*Work task*
Output all records verbatim.
[Opening Materials provided section]
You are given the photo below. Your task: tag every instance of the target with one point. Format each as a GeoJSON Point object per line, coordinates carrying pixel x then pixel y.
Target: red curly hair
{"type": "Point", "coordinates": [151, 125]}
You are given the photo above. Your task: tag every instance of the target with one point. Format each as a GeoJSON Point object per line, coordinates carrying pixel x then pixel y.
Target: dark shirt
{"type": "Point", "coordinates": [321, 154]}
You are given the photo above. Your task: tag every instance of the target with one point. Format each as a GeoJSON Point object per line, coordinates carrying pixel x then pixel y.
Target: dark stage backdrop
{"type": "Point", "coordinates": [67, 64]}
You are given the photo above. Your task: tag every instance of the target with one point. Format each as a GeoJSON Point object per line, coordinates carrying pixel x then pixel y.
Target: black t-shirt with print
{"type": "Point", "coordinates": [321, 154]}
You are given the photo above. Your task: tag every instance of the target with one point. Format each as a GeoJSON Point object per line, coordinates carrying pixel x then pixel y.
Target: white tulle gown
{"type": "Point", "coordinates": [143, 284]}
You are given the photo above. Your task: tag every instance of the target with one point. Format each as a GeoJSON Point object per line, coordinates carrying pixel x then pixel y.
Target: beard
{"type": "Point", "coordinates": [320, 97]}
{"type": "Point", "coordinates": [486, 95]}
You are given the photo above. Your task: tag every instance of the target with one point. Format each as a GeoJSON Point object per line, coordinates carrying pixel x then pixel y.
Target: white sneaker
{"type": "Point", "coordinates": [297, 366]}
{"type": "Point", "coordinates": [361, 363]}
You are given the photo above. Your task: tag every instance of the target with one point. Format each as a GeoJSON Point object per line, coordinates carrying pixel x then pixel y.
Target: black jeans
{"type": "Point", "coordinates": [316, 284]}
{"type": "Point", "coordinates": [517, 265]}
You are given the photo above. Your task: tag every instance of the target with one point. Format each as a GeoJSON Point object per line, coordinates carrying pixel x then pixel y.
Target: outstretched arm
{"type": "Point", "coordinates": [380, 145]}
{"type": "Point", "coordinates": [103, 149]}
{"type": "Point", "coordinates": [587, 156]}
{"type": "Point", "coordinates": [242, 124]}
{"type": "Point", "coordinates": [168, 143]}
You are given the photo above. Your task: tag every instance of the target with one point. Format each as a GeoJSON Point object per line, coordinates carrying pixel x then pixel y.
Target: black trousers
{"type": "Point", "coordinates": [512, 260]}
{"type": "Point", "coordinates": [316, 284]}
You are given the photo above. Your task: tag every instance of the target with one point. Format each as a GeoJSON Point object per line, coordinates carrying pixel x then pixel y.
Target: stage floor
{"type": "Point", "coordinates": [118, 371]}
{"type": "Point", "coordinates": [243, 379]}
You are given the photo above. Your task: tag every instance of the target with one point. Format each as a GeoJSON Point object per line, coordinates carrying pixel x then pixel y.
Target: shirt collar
[Closing Materials provided section]
*Answer section*
You are given the photo below. Your task: tag every instance of the target with one point. Format each as a GeoJSON Point object per line, coordinates carrying pixel x then pixel y.
Target: red curly hair
{"type": "Point", "coordinates": [151, 125]}
You are given the photo above. Your task: tag every instance of the target with one point. Format each as a GeoJSON Point object per line, coordinates carrying pixel x then pixel y.
Target: dark shirt
{"type": "Point", "coordinates": [321, 154]}
You are given the photo above. Your task: tag every instance of the target with one point. Format each as a GeoJSON Point object per line, coordinates carrying pixel x then pixel y.
Target: dark stage backdrop
{"type": "Point", "coordinates": [67, 64]}
You are given the photo above. Your task: tag every instance of the target with one point. Format each as a GeoJSON Point object per line, coordinates carrying pixel x then pixel y.
Target: black t-shirt with print
{"type": "Point", "coordinates": [321, 154]}
You are given the photo above. Your task: tag every instance of the target with one point. Format each as a GeoJSON Point object per line, coordinates carrying pixel x then pixel y.
Target: white tulle gown
{"type": "Point", "coordinates": [143, 284]}
You are given the photo above. Your task: tag every instance of the target with one point. Format each as a GeoJSON Point object per line, coordinates carrying pixel x then pixel y.
Target: beard
{"type": "Point", "coordinates": [320, 97]}
{"type": "Point", "coordinates": [486, 95]}
You are given the photo above. Your task: tag every instance of the target with one point. Format each as a GeoJSON Point object per line, coordinates carrying pixel x then pixel y.
Target: white sneaker
{"type": "Point", "coordinates": [297, 366]}
{"type": "Point", "coordinates": [361, 363]}
You are given the photo above. Your task: tag every instance of the target with one point. Format each as a GeoJSON Point object per line, coordinates carrying pixel x then pixel y.
Target: black jeans
{"type": "Point", "coordinates": [316, 284]}
{"type": "Point", "coordinates": [517, 265]}
You are given the photo above. Your task: tag every instance of the target with one point. Format each as a GeoJSON Point object per line, coordinates carrying pixel x then pixel y.
Target: outstretched arm
{"type": "Point", "coordinates": [380, 145]}
{"type": "Point", "coordinates": [103, 149]}
{"type": "Point", "coordinates": [587, 156]}
{"type": "Point", "coordinates": [242, 124]}
{"type": "Point", "coordinates": [168, 143]}
You are given the photo above. Your task: tag every instance of the target with one point. Format each as a GeoJSON Point object per line, coordinates carrying pixel x then pixel y.
Target: black trousers
{"type": "Point", "coordinates": [512, 260]}
{"type": "Point", "coordinates": [316, 284]}
You are given the photo above. Your task: tag every instance of the target with one point. Format each as a GeoJSON Point object per line, coordinates carrying pixel x then pixel y.
Target: stage floor
{"type": "Point", "coordinates": [118, 371]}
{"type": "Point", "coordinates": [243, 379]}
You are given the photo above. Your task: tag every instance of the target with one point. Format each as a GeoJSON Point object per line, coordinates carrying pixel x then pixel y.
Target: shirt collar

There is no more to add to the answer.